Material provided =>
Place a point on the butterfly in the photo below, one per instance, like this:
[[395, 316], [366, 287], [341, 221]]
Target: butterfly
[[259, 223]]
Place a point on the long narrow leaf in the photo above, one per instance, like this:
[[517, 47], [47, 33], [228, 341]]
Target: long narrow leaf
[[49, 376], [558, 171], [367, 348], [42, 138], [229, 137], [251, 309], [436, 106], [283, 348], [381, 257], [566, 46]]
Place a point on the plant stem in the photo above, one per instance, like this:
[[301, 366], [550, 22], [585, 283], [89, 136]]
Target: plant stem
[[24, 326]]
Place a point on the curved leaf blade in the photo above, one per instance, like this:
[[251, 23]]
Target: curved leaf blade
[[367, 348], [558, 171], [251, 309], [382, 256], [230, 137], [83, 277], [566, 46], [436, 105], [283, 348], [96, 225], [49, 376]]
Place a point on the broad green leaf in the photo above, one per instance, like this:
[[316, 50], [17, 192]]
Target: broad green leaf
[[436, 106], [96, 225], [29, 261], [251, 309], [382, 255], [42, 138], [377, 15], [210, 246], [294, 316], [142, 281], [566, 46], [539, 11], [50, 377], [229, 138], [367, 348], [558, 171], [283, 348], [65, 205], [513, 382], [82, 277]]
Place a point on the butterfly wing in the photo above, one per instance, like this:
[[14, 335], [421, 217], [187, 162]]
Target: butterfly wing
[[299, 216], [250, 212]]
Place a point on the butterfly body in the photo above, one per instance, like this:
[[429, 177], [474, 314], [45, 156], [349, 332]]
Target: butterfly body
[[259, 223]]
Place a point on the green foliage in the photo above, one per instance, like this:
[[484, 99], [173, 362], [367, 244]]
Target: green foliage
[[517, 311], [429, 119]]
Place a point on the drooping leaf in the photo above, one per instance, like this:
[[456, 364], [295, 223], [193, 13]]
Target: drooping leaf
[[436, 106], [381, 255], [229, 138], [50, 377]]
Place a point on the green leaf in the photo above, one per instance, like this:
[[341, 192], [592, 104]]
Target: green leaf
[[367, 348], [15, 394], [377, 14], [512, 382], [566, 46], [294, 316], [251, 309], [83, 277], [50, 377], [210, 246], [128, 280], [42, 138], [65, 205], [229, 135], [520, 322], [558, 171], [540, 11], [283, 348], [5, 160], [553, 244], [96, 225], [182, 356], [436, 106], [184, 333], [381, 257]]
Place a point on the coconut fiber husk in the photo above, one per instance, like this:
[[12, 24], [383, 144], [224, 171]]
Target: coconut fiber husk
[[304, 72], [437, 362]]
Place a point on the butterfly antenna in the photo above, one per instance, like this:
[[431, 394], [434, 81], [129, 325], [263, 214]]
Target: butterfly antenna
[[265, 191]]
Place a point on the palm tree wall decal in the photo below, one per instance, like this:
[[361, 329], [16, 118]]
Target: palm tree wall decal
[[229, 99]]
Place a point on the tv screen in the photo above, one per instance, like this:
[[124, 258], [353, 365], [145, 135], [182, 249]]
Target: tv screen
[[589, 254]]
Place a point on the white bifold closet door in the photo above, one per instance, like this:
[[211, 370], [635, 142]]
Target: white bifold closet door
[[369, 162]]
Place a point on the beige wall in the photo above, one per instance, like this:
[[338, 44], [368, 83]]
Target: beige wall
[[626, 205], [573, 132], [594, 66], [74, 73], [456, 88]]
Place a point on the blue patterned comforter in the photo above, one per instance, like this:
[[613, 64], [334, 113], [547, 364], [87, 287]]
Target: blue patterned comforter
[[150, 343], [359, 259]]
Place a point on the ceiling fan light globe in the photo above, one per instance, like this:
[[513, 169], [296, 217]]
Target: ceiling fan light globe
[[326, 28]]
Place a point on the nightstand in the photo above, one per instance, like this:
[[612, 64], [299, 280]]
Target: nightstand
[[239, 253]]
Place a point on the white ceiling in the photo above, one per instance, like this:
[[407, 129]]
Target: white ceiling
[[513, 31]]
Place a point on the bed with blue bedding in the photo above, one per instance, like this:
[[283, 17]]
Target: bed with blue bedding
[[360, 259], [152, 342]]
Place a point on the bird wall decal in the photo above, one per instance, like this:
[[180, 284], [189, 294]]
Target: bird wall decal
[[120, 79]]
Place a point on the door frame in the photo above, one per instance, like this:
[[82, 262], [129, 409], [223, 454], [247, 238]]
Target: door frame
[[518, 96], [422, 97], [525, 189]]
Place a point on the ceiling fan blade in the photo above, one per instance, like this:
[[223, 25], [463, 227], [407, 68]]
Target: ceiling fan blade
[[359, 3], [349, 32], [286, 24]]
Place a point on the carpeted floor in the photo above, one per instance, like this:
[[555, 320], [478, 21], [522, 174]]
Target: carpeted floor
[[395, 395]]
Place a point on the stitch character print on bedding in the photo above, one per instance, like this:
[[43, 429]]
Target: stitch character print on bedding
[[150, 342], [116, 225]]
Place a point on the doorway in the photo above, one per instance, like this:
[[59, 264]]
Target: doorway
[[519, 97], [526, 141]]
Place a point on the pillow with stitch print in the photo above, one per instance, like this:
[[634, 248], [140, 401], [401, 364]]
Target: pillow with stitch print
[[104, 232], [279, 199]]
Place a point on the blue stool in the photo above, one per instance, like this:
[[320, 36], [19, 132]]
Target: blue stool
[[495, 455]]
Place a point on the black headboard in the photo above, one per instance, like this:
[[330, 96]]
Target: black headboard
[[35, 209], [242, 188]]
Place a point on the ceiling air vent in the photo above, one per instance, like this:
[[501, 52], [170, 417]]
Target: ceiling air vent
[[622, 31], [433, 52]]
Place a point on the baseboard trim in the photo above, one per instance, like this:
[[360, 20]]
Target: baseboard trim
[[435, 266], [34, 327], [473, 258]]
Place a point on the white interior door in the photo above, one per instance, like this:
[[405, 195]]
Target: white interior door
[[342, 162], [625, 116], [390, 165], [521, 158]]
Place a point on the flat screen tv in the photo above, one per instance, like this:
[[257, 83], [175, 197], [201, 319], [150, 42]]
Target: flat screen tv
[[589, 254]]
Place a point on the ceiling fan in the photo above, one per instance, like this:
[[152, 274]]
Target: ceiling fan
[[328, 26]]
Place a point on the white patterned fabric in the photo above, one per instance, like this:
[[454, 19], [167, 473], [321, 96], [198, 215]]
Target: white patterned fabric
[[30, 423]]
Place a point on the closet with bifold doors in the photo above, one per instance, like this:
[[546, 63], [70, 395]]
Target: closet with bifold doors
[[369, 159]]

Work required =>
Reproduce the lines of the material above verbatim, starting at the line containing "Place a point on the doorway" and ending at the line containing "[[622, 31], [433, 52]]", with both of those lines included.

Output of the exercise =>
Place a point on the doorway in the photo above, one per instance, like this:
[[59, 264]]
Target: doorway
[[519, 97], [526, 141]]
Place a point on the pillow with stitch print in the photo above, one per instance, like this:
[[634, 248], [140, 401], [401, 364]]
Target: pillow with stitch print
[[104, 232], [279, 199]]
Place a point on the blue stool in the photo above, one per instance, like this:
[[320, 36], [19, 132]]
Target: blue stool
[[495, 455]]
Place a point on the black headboard in the photo above, one per instance, like this:
[[330, 96]]
Target: black headboard
[[35, 209], [242, 188]]
Place a point on the ceiling air vent in the photo above, one per instance, like this:
[[501, 52], [170, 417]]
Target: ceiling air vent
[[622, 31], [433, 52]]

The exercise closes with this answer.